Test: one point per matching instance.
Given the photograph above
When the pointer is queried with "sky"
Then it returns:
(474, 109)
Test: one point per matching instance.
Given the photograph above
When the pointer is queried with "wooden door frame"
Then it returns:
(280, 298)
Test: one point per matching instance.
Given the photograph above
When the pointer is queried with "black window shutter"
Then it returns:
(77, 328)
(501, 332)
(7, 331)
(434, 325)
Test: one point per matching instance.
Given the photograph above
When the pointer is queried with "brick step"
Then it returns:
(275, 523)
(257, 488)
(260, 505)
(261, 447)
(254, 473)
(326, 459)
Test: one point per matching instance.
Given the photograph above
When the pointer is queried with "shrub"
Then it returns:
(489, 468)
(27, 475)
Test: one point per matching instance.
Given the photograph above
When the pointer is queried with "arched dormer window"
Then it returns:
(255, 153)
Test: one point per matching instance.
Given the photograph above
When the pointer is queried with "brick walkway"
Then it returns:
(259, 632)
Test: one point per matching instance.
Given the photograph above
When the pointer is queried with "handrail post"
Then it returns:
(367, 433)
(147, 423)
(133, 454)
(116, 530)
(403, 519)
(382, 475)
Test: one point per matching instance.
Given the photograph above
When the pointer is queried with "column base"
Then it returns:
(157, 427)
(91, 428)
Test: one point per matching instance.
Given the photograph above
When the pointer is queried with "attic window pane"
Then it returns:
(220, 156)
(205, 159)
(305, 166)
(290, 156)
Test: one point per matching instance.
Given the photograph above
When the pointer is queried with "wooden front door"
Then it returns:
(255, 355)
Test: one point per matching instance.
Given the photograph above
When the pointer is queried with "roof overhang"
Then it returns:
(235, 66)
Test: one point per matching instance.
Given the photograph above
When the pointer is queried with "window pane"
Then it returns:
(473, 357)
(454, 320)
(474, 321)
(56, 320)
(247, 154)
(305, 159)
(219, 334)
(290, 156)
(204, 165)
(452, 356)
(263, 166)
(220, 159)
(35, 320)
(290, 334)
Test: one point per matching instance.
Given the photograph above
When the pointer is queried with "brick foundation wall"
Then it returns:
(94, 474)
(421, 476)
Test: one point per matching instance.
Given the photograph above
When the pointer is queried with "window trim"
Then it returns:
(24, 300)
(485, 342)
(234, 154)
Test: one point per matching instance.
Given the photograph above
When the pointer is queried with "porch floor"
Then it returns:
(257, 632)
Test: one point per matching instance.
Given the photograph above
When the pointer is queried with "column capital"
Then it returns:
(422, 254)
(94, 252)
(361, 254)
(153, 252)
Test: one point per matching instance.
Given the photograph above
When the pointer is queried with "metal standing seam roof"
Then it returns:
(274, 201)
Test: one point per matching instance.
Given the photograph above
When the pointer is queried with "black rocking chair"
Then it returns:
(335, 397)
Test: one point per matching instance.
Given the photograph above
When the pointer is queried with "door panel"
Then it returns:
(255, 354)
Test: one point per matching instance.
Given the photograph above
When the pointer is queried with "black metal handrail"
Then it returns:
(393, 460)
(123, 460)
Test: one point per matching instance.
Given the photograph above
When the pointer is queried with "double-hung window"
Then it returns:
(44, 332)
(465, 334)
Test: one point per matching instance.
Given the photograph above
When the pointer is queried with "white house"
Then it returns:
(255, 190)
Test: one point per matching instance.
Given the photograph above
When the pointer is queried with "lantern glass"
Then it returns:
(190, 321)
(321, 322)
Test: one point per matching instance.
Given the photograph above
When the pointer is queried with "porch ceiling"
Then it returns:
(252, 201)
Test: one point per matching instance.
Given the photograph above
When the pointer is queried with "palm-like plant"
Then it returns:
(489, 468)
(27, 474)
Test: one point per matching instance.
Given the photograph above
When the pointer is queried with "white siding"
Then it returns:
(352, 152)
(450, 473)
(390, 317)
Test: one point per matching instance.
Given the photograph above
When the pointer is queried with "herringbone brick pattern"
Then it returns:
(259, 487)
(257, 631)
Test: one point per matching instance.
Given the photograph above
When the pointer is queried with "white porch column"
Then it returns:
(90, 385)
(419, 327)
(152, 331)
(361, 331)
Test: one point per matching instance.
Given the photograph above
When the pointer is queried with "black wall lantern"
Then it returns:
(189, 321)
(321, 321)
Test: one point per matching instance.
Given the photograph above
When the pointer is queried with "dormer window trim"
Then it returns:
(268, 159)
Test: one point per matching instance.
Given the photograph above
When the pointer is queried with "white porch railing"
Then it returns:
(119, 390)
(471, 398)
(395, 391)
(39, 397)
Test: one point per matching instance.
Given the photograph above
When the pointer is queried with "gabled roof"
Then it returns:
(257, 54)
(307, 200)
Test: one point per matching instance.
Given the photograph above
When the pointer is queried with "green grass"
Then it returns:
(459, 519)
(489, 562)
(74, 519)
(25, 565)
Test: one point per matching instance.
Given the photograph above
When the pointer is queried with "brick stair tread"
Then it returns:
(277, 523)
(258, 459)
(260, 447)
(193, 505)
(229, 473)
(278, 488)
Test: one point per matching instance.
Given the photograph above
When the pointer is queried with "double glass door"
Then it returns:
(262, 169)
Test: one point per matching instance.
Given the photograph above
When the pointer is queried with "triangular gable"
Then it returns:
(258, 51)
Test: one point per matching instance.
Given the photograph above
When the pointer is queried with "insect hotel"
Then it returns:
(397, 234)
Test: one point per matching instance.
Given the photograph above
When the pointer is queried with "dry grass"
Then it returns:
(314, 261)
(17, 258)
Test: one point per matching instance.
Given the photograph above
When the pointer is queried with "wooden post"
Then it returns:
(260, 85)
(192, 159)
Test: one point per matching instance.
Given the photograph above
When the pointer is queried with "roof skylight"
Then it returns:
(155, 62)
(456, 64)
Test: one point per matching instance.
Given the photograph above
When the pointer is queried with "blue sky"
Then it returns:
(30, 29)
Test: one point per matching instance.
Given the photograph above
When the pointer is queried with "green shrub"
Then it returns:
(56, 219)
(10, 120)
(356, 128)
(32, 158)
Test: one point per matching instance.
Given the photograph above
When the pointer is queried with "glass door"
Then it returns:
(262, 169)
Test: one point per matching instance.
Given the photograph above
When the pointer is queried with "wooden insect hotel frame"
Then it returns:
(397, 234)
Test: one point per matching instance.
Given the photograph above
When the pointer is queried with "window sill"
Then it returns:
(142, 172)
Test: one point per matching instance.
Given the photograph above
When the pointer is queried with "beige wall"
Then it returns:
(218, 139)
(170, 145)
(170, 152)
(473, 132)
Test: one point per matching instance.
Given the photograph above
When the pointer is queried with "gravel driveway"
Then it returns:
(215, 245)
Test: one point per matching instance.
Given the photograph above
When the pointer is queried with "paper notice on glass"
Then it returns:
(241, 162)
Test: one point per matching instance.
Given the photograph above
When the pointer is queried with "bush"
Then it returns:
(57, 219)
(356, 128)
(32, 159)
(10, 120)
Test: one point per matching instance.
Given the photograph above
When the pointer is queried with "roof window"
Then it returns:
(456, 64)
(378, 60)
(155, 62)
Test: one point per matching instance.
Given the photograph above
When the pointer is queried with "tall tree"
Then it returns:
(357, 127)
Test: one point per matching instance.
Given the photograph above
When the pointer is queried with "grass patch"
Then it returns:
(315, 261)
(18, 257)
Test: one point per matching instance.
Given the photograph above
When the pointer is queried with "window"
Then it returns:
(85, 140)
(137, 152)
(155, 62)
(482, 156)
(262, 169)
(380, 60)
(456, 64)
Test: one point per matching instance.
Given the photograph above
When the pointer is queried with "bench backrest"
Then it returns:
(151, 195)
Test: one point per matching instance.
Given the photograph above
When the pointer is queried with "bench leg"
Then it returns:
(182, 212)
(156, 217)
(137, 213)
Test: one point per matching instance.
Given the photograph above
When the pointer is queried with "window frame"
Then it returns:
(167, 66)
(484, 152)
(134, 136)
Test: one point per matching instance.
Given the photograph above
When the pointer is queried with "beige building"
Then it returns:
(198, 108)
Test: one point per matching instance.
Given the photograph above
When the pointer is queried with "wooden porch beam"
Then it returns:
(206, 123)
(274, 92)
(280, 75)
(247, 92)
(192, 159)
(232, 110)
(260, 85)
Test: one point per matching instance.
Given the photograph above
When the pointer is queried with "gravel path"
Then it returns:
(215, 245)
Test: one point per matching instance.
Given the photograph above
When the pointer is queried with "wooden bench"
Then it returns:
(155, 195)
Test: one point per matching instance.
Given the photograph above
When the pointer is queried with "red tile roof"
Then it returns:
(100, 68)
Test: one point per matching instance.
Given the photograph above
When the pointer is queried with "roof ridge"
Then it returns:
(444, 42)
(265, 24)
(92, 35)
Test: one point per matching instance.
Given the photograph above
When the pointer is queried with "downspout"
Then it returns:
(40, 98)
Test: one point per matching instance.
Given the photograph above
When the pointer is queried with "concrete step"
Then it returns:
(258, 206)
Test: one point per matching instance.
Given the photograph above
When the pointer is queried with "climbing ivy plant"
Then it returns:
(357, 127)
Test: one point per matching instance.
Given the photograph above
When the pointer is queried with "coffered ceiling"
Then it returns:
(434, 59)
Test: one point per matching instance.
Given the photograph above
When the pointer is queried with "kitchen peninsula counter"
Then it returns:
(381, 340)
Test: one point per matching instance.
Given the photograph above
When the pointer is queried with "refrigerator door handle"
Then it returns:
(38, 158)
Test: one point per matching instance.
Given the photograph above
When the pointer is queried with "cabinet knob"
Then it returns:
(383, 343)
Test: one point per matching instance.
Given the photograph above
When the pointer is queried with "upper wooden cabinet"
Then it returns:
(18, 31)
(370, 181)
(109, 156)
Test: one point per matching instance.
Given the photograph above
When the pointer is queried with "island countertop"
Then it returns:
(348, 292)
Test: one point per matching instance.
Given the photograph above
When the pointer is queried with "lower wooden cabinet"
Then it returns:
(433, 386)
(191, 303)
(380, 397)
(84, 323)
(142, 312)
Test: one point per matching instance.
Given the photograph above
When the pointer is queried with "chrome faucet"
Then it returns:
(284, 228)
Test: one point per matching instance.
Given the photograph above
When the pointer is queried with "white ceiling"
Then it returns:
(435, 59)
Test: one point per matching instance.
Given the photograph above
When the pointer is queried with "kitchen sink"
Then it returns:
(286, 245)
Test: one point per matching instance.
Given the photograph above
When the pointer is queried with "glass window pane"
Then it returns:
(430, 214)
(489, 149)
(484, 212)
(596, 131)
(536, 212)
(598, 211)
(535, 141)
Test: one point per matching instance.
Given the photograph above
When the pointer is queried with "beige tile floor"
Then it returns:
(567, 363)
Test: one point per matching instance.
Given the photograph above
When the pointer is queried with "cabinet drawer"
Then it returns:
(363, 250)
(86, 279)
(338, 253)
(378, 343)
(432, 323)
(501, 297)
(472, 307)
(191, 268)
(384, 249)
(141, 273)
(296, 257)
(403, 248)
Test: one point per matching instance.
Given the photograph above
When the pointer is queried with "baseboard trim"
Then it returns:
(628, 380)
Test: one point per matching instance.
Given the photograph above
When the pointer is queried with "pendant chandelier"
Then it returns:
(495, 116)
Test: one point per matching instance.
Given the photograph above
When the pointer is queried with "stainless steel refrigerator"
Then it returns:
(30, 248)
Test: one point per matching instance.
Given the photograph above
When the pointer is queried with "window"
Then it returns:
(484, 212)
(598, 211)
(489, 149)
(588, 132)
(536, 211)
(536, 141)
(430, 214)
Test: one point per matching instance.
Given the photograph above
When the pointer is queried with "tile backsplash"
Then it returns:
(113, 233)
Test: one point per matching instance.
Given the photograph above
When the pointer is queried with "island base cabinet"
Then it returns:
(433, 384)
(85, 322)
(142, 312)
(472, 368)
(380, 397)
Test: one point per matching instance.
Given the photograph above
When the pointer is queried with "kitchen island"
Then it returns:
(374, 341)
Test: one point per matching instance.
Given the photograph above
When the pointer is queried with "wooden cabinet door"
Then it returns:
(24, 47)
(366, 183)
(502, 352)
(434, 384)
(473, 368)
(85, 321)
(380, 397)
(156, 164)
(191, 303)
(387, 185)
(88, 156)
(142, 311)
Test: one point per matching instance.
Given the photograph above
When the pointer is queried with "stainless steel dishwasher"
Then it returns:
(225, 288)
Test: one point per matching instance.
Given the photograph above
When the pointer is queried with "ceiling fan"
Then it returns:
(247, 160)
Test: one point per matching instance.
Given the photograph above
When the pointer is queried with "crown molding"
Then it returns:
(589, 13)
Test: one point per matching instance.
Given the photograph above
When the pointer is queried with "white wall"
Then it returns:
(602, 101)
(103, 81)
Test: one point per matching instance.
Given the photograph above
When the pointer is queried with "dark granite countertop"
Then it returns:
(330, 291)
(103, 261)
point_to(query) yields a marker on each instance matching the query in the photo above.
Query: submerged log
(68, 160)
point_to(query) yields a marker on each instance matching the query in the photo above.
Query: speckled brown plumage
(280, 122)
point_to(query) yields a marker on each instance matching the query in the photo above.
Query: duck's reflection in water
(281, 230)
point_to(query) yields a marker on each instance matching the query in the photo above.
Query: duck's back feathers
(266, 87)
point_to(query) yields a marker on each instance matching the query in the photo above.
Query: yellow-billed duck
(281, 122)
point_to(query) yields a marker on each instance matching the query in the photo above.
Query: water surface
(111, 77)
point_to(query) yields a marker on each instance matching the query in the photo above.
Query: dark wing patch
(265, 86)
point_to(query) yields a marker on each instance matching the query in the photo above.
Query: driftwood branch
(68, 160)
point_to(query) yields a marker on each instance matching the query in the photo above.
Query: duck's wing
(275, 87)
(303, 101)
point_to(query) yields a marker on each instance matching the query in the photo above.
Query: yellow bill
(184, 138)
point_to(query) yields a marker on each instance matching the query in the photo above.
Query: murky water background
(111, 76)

*Task instructions*. Go through the data and show each line that holds "kitchen".

*Written response*.
When the pointer is queried with "kitchen peninsula counter"
When the pointer is queried with "kitchen sink"
When the pointer is queried with "kitchen island"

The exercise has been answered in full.